▸ **What you will do**:
From the line with "Locate every instance of the cabinet" through the last of these lines, replace "drop a point" with "place a marker" and give those lines again, changing nothing else.

▸ **Input records**:

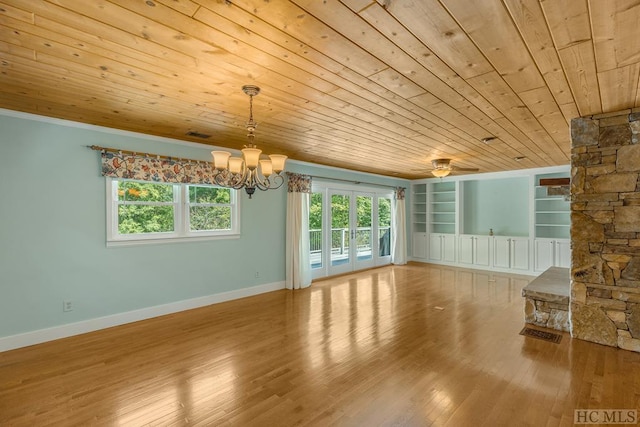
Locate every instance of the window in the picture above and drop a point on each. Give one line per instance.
(151, 211)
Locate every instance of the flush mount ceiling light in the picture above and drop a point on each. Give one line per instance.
(249, 171)
(488, 139)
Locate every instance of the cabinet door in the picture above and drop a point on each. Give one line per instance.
(435, 247)
(466, 250)
(502, 252)
(419, 245)
(481, 250)
(563, 253)
(449, 247)
(520, 254)
(543, 254)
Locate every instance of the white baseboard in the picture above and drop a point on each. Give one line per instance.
(49, 334)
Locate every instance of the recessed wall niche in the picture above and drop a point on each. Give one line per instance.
(501, 205)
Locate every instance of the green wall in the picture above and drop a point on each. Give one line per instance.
(53, 238)
(501, 204)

▸ **Task solution**:
Locate every instance of the cabinet door in the picture above and place a marker on each. Give one line per instance.
(435, 247)
(466, 250)
(502, 252)
(419, 245)
(481, 250)
(563, 253)
(449, 247)
(520, 254)
(543, 254)
Locate every instance of the white baseboard in the picture above and place a marker on each. Give one line per instance.
(49, 334)
Locate every instance of the recessed wall niche in the picture above and place a marker on each. Give one line per instance.
(501, 205)
Locate every instance of the green wall in the picture above and place a marker on each. Give one line per instance.
(53, 238)
(501, 204)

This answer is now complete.